To do:
Your answer must be an exact repetition of every record.
..............................
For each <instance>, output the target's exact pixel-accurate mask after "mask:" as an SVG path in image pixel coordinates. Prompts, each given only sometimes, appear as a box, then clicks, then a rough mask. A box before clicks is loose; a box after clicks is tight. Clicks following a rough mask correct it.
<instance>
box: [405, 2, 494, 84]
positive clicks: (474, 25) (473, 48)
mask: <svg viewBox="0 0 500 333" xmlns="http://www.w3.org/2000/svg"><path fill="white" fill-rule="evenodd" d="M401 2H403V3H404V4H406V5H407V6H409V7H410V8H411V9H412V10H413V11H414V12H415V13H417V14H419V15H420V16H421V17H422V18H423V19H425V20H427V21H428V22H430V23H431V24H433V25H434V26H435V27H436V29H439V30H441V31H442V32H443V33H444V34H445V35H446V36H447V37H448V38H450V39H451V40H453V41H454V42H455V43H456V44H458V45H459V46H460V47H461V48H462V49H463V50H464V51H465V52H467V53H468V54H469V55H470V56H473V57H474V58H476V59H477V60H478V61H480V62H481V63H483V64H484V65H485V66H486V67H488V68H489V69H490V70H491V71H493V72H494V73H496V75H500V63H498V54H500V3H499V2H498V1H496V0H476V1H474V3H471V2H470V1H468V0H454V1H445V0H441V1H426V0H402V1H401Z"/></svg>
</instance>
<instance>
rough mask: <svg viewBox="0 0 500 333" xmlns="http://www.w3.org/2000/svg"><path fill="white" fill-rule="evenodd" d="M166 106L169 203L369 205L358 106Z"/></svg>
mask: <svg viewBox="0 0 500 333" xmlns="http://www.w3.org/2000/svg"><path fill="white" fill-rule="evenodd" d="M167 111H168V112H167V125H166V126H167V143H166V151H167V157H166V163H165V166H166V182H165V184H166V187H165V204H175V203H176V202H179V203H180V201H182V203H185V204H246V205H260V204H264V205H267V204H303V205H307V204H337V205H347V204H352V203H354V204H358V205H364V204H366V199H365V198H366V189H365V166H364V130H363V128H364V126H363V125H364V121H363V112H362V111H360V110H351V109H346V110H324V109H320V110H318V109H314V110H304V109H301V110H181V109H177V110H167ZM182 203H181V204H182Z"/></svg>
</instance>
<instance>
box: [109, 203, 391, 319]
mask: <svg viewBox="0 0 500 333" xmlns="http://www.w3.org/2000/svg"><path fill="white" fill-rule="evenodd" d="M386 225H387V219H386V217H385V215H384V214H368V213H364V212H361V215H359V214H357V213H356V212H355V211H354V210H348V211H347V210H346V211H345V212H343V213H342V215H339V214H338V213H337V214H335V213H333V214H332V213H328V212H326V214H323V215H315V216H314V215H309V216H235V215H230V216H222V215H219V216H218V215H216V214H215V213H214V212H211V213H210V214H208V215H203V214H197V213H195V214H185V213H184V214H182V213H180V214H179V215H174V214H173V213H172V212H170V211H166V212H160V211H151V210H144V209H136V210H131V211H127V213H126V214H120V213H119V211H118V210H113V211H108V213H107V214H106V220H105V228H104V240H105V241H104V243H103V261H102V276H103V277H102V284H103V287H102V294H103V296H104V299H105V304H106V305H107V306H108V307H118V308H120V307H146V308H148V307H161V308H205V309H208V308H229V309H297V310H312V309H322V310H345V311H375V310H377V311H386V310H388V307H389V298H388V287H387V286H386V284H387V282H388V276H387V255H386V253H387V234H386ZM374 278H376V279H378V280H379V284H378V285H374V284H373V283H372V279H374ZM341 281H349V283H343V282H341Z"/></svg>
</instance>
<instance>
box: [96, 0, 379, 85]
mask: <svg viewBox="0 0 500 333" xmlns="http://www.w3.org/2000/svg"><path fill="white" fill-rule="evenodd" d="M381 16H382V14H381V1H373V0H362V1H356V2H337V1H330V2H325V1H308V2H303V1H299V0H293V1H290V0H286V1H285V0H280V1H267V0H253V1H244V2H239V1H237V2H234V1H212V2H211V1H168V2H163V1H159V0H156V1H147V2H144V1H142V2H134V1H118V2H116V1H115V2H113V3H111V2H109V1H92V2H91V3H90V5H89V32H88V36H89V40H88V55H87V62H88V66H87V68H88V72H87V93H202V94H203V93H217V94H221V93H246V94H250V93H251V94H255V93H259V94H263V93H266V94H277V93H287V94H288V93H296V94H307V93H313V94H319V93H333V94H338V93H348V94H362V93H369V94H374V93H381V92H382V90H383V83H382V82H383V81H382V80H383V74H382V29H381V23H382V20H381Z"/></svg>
..............................
Task result:
For each <instance>, output the target's exact pixel-accurate mask after "mask:" as an SVG path in image pixel coordinates. Prompts, each given only sometimes, appear as a box, then clicks, then a rough mask. A box before clicks is loose; a box after clicks is tight. Clicks following a rough mask correct it.
<instance>
box: [405, 2, 494, 84]
positive clicks: (474, 25) (473, 48)
mask: <svg viewBox="0 0 500 333" xmlns="http://www.w3.org/2000/svg"><path fill="white" fill-rule="evenodd" d="M401 2H403V3H404V4H406V5H407V6H409V7H410V8H411V9H412V10H413V11H414V12H415V13H417V14H419V15H420V16H421V17H422V18H423V19H425V20H427V21H428V22H430V23H431V24H433V25H434V26H435V27H436V29H439V30H441V31H442V32H443V33H444V34H445V35H446V36H447V37H448V38H450V39H451V40H453V41H454V42H455V43H456V44H458V45H459V46H460V47H461V48H462V49H463V50H464V51H465V52H467V53H468V54H469V55H470V56H473V57H474V58H476V59H477V60H478V61H480V62H481V63H483V64H484V65H485V66H486V67H488V68H489V69H490V70H491V71H493V72H494V73H496V75H500V63H498V54H500V3H499V2H498V1H496V0H476V1H474V3H471V2H470V1H468V0H454V1H445V0H441V1H426V0H402V1H401Z"/></svg>
</instance>
<instance>
rough mask: <svg viewBox="0 0 500 333" xmlns="http://www.w3.org/2000/svg"><path fill="white" fill-rule="evenodd" d="M166 106L169 203L369 205L358 106Z"/></svg>
mask: <svg viewBox="0 0 500 333" xmlns="http://www.w3.org/2000/svg"><path fill="white" fill-rule="evenodd" d="M167 111H168V112H167V125H166V126H167V143H166V151H167V157H166V163H165V166H166V182H165V184H166V187H165V204H175V203H176V202H179V203H180V201H182V203H185V204H246V205H260V204H264V205H267V204H303V205H307V204H337V205H347V204H352V203H354V204H358V205H364V204H366V199H365V198H366V189H365V166H364V130H363V128H364V126H363V125H364V121H363V112H362V111H360V110H351V109H346V110H324V109H320V110H318V109H314V110H304V109H301V110H181V109H177V110H167ZM182 203H181V204H182Z"/></svg>
</instance>
<instance>
box: [109, 203, 391, 319]
mask: <svg viewBox="0 0 500 333" xmlns="http://www.w3.org/2000/svg"><path fill="white" fill-rule="evenodd" d="M386 225H387V219H386V217H385V215H384V214H368V213H364V212H361V215H359V214H357V213H356V212H355V211H354V210H348V211H347V210H346V211H345V212H343V213H342V215H339V214H338V213H337V214H335V213H333V214H332V213H328V212H326V214H323V215H315V216H314V215H309V216H235V215H230V216H222V215H219V216H218V215H216V214H215V213H214V212H211V213H210V214H208V215H203V214H197V213H195V214H185V213H184V214H182V213H180V214H179V215H174V214H173V213H172V212H170V211H166V212H160V211H151V210H144V209H136V210H131V211H127V213H126V214H120V213H119V211H118V210H113V211H108V213H107V214H106V220H105V228H104V240H105V241H104V243H103V261H102V276H103V277H102V284H103V287H102V294H103V296H104V299H105V304H106V305H107V306H108V307H118V308H120V307H146V308H148V307H161V308H205V309H208V308H229V309H297V310H312V309H322V310H345V311H375V310H377V311H386V310H388V307H389V298H388V287H387V286H386V284H387V282H388V276H387V255H386V253H387V234H386ZM374 278H376V279H378V280H379V284H378V285H374V284H373V283H372V279H374ZM341 281H349V283H343V282H341Z"/></svg>
</instance>
<instance>
box: [96, 0, 379, 85]
mask: <svg viewBox="0 0 500 333" xmlns="http://www.w3.org/2000/svg"><path fill="white" fill-rule="evenodd" d="M381 16H382V14H381V1H373V0H362V1H356V2H337V1H330V2H325V1H308V2H303V1H299V0H293V1H290V0H286V1H285V0H280V1H267V0H253V1H244V2H239V1H237V2H234V1H212V2H211V1H168V2H163V1H159V0H156V1H147V2H144V1H142V2H134V1H118V2H116V1H115V2H113V3H111V2H109V1H92V2H91V3H90V5H89V32H88V36H89V40H88V55H87V62H88V66H87V68H88V72H87V93H202V94H203V93H217V94H221V93H246V94H250V93H251V94H255V93H259V94H263V93H266V94H277V93H287V94H288V93H296V94H307V93H313V94H319V93H333V94H338V93H348V94H362V93H369V94H374V93H381V92H382V90H383V83H382V82H383V81H382V80H383V74H382V29H381V23H382V20H381Z"/></svg>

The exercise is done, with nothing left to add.